WORK INSTRUCTION - Every line below is to be given again precisely; images are to be left out.

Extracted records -
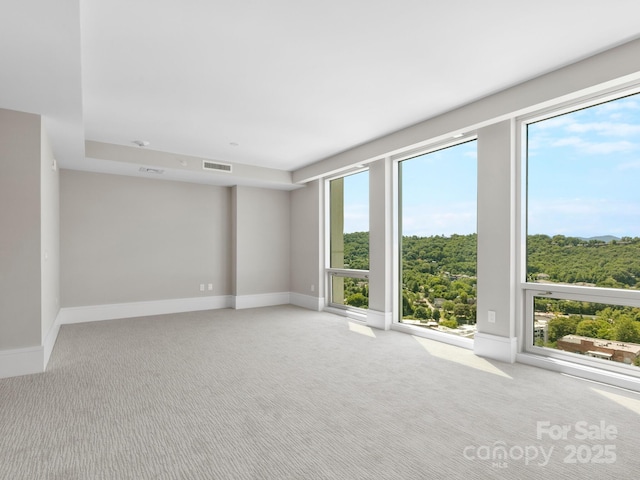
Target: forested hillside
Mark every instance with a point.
(439, 273)
(438, 276)
(574, 260)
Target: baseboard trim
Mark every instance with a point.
(261, 300)
(581, 371)
(21, 361)
(503, 349)
(377, 319)
(50, 341)
(306, 301)
(95, 313)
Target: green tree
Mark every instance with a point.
(449, 322)
(595, 328)
(626, 330)
(561, 326)
(357, 300)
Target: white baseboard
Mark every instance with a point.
(94, 313)
(377, 319)
(261, 300)
(503, 349)
(50, 341)
(307, 301)
(21, 361)
(581, 371)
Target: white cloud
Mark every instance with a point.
(424, 221)
(595, 148)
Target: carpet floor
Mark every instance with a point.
(286, 393)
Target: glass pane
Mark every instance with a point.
(349, 221)
(353, 292)
(439, 241)
(583, 200)
(608, 332)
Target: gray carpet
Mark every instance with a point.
(285, 393)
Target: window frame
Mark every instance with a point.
(528, 290)
(397, 323)
(333, 272)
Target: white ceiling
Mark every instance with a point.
(289, 81)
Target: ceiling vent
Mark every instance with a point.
(216, 167)
(155, 171)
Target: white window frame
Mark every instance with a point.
(528, 290)
(330, 272)
(397, 323)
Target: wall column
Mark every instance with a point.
(380, 312)
(496, 242)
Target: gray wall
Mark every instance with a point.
(126, 239)
(20, 276)
(307, 270)
(496, 229)
(50, 226)
(262, 240)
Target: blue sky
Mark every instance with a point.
(583, 179)
(583, 172)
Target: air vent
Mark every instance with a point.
(216, 167)
(155, 171)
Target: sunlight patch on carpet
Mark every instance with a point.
(629, 403)
(361, 329)
(459, 355)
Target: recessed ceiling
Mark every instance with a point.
(279, 84)
(293, 82)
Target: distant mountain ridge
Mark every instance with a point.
(602, 238)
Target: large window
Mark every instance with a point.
(438, 204)
(583, 232)
(349, 241)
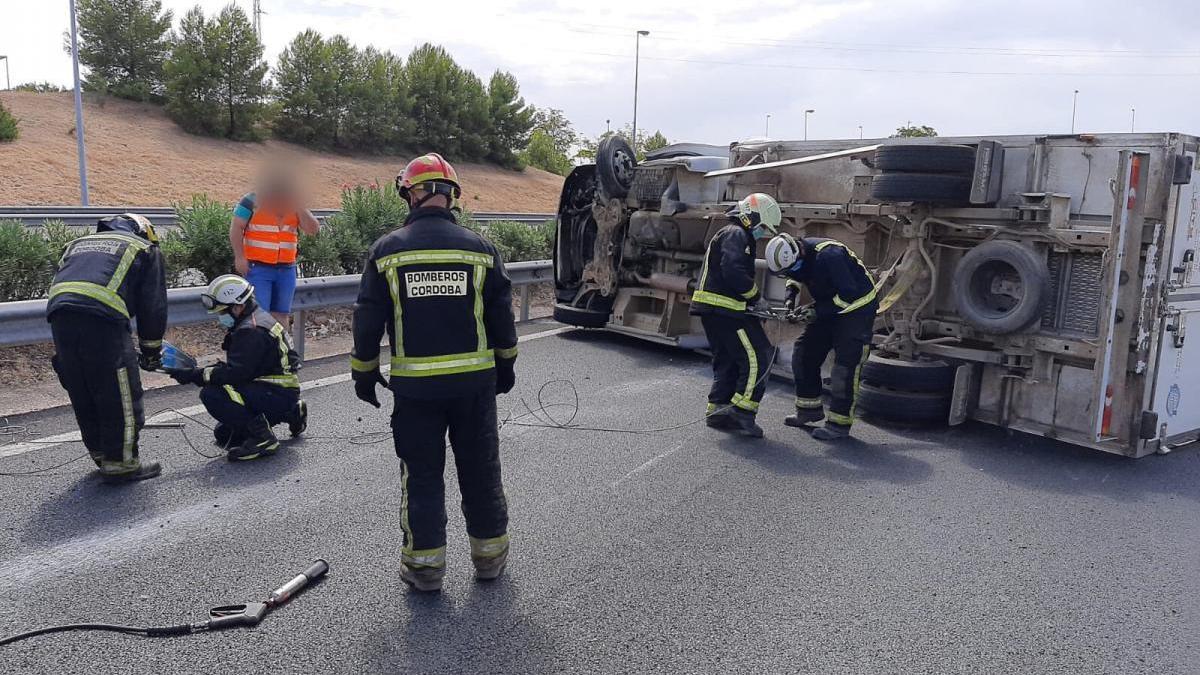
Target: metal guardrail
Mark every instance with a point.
(165, 216)
(24, 322)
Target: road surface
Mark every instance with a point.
(967, 550)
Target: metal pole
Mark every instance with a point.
(1074, 99)
(79, 142)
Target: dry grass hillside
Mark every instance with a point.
(137, 156)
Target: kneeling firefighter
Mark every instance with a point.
(256, 387)
(741, 350)
(103, 281)
(443, 297)
(841, 318)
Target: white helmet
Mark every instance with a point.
(225, 291)
(783, 251)
(757, 209)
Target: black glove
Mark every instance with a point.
(505, 375)
(150, 358)
(365, 383)
(186, 375)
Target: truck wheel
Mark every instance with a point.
(1000, 287)
(615, 166)
(922, 187)
(918, 376)
(582, 318)
(905, 407)
(925, 159)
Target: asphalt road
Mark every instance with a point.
(967, 550)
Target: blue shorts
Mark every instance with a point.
(274, 286)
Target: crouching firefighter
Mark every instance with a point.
(256, 387)
(103, 281)
(726, 290)
(442, 294)
(841, 318)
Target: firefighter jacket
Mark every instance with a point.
(727, 275)
(258, 348)
(835, 278)
(117, 276)
(442, 294)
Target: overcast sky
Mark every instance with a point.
(712, 71)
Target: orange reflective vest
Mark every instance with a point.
(271, 238)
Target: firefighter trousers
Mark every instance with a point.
(742, 356)
(850, 339)
(96, 364)
(237, 405)
(419, 430)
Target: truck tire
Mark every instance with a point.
(943, 189)
(906, 407)
(615, 166)
(581, 318)
(925, 159)
(1001, 287)
(918, 376)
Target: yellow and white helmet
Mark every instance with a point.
(757, 211)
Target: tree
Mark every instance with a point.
(124, 45)
(912, 131)
(510, 120)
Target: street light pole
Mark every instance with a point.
(1074, 99)
(79, 143)
(637, 58)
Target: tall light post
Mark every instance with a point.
(637, 58)
(1074, 99)
(79, 143)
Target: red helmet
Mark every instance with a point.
(433, 174)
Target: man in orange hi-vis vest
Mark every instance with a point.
(264, 236)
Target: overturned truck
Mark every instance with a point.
(1045, 284)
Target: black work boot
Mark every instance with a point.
(259, 441)
(804, 417)
(831, 431)
(298, 419)
(744, 424)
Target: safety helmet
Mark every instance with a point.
(757, 209)
(783, 251)
(433, 174)
(226, 291)
(132, 223)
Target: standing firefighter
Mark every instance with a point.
(841, 320)
(443, 297)
(741, 350)
(256, 387)
(103, 281)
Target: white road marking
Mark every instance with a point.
(167, 416)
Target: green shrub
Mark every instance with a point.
(9, 130)
(204, 230)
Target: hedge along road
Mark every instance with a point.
(936, 550)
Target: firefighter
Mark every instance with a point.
(841, 318)
(741, 350)
(256, 387)
(442, 294)
(103, 281)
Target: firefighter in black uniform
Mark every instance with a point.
(841, 318)
(256, 387)
(442, 294)
(103, 281)
(741, 350)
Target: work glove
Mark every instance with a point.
(186, 375)
(505, 375)
(365, 386)
(150, 358)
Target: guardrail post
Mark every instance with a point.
(298, 333)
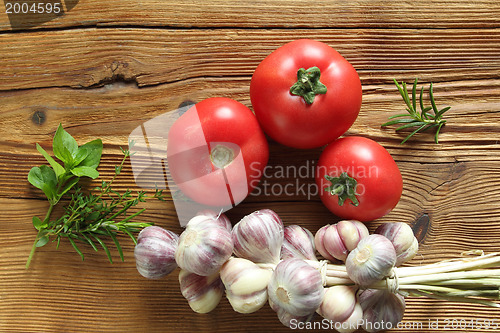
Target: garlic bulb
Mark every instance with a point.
(287, 319)
(319, 243)
(402, 237)
(296, 287)
(155, 252)
(204, 246)
(245, 283)
(338, 303)
(203, 293)
(259, 236)
(381, 309)
(372, 260)
(298, 243)
(341, 238)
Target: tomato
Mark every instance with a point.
(216, 152)
(358, 179)
(313, 113)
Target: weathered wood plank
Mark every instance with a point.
(90, 57)
(262, 13)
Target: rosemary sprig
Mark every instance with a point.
(421, 120)
(88, 217)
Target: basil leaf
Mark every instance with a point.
(37, 223)
(65, 146)
(59, 170)
(85, 171)
(44, 178)
(94, 153)
(81, 154)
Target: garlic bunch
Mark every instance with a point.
(336, 241)
(245, 283)
(155, 252)
(204, 246)
(404, 241)
(382, 309)
(203, 293)
(372, 260)
(298, 243)
(341, 307)
(296, 287)
(258, 237)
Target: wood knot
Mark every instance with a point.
(39, 117)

EXERCISE RESPONSE -
Target: forested hillside
Mark every instance with a point.
(439, 273)
(438, 276)
(574, 260)
Target: baseboard trim
Mark every instance with a point.
(261, 300)
(581, 371)
(21, 361)
(503, 349)
(377, 319)
(50, 341)
(306, 301)
(95, 313)
Target: green tree
Mark every instance with a point.
(449, 322)
(595, 328)
(626, 330)
(561, 326)
(357, 300)
Target: white baseboard
Mark every instance with a point.
(94, 313)
(377, 319)
(261, 300)
(503, 349)
(50, 341)
(307, 301)
(21, 361)
(581, 371)
Target: white cloud
Mark every instance with a point.
(424, 221)
(595, 148)
Target: carpet floor
Mark every instance with a point.
(286, 393)
Target: glass pane
Mark every instance with a point.
(349, 221)
(353, 292)
(439, 241)
(583, 200)
(608, 332)
Target: gray carpet
Mark every instance with a point.
(285, 393)
Target: window frame
Mark every instance with a point.
(528, 290)
(397, 323)
(333, 272)
Target: white ceiling
Mark every instance with a point.
(289, 81)
Target: ceiling vent
Mark every instance with a point.
(216, 167)
(155, 171)
Target: white window frame
Mark every instance with a point.
(528, 290)
(330, 272)
(397, 323)
Target: wall column
Mark every instance with a point.
(380, 312)
(496, 242)
Target: gray wall
Mark every instance with a point.
(126, 239)
(20, 276)
(307, 270)
(496, 229)
(50, 226)
(262, 240)
Target: blue sky
Mark every instance with a point.
(583, 179)
(583, 172)
Target: air vent
Mark every instance with a point.
(216, 167)
(155, 171)
Target: sunlight patch on carpet
Mark every instance with a point.
(629, 403)
(361, 329)
(459, 355)
Target: recessed ceiling
Mark every instance with a point.
(279, 84)
(293, 82)
Target: distant mountain ridge
Mark every instance with a point.
(602, 238)
Target: large window
Mark every instance with a point.
(438, 204)
(583, 232)
(349, 241)
Target: metal guardrail
Mark every instance with a point.
(165, 216)
(24, 322)
Target: road surface
Mark every instance with a point.
(967, 550)
Target: metal pole
Mark every instance with a point.
(1074, 99)
(79, 142)
Target: dry grass hillside
Mark every instance with a point.
(137, 156)
Target: kneeling firefighter
Mark every instance with a point.
(256, 387)
(741, 350)
(103, 281)
(443, 297)
(841, 318)
Target: white helmet
Mark every instance with a point.
(225, 291)
(783, 251)
(757, 209)
Target: black glove
Mark every instance with a point.
(505, 375)
(150, 358)
(365, 383)
(186, 375)
Target: truck wheel
Mark every instance with a point.
(1000, 287)
(615, 166)
(922, 187)
(918, 376)
(582, 318)
(905, 407)
(925, 159)
Target: asphalt road
Mark every instance with a point.
(967, 550)
Target: blue shorts
Mark every instance with a point.
(274, 286)
Target: crouching firefighter
Mark every instance with a point.
(256, 387)
(103, 281)
(726, 290)
(442, 294)
(841, 318)
Target: firefighter jacket
Mark every instance with a point.
(727, 275)
(258, 348)
(835, 278)
(117, 276)
(442, 294)
Target: overcast sky
Mark every instance with a point.
(712, 71)
Target: orange reflective vest
Mark every instance with a point.
(271, 238)
Target: firefighter trousers
Mark every instance with a point.
(742, 356)
(850, 339)
(96, 364)
(237, 405)
(419, 430)
Target: truck tire
Mark every instance with a point.
(943, 189)
(906, 407)
(615, 166)
(581, 318)
(925, 159)
(1001, 287)
(918, 376)
Target: yellow and white helmet
Mark every instance with a point.
(757, 211)
Target: tree
Mark every instance with a point.
(124, 45)
(912, 131)
(510, 120)
Target: street light pole
Mark every instance with a point.
(1074, 99)
(79, 143)
(637, 58)
Target: tall light post
Mark every instance with a point.
(637, 58)
(1074, 99)
(79, 143)
Target: red helmet
Mark every instance with a point.
(433, 174)
Target: man in orange hi-vis vest
Mark every instance with a point.
(264, 236)
Target: overturned truck
Mark every instance with a point.
(1045, 284)
Target: black work boot
Mark every instance with a point.
(259, 441)
(804, 417)
(831, 431)
(298, 419)
(744, 424)
Target: safety helmet
Mark every instance with a point.
(757, 209)
(783, 251)
(433, 174)
(226, 291)
(132, 223)
Target: standing firefighter
Mark every instance with a point.
(841, 320)
(443, 297)
(741, 350)
(256, 387)
(103, 281)
Target: white road marking
Mark every instance with a point.
(167, 416)
Target: green shrub
Mark every instance with a point.
(9, 130)
(204, 230)
Target: hedge along road
Mark every instance with a point.
(936, 550)
Target: firefighter
Mark every instance with a point.
(841, 318)
(741, 350)
(256, 387)
(442, 294)
(103, 281)
Target: firefighter in black uniform
Mark every instance with a point.
(841, 318)
(256, 387)
(442, 294)
(103, 281)
(741, 350)
Target: work glove
Mark every instance with a point.
(186, 375)
(505, 375)
(365, 386)
(150, 358)
Target: guardrail post
Mark every instance with a point.
(298, 333)
Target: garlic bulb
Mark every instance with a point.
(287, 319)
(319, 243)
(402, 237)
(296, 287)
(155, 252)
(204, 246)
(245, 283)
(338, 303)
(203, 293)
(259, 236)
(381, 309)
(372, 260)
(298, 243)
(341, 238)
Target: tomato
Mark every instance with a point.
(216, 152)
(358, 179)
(313, 113)
Target: weathered wood plank
Mark every instance with a point.
(90, 57)
(262, 13)
Target: rosemary sprig
Mark every instance with a point.
(421, 120)
(88, 217)
Target: basil leaf
Mark every instance with a point.
(37, 223)
(65, 146)
(59, 170)
(85, 171)
(44, 178)
(94, 153)
(81, 154)
Target: garlic bunch
Mark every instance with a point.
(336, 241)
(245, 283)
(155, 252)
(204, 246)
(404, 241)
(382, 309)
(203, 293)
(372, 260)
(298, 243)
(341, 307)
(296, 287)
(258, 237)
Target: wood knot
Mark every instance with a point.
(39, 117)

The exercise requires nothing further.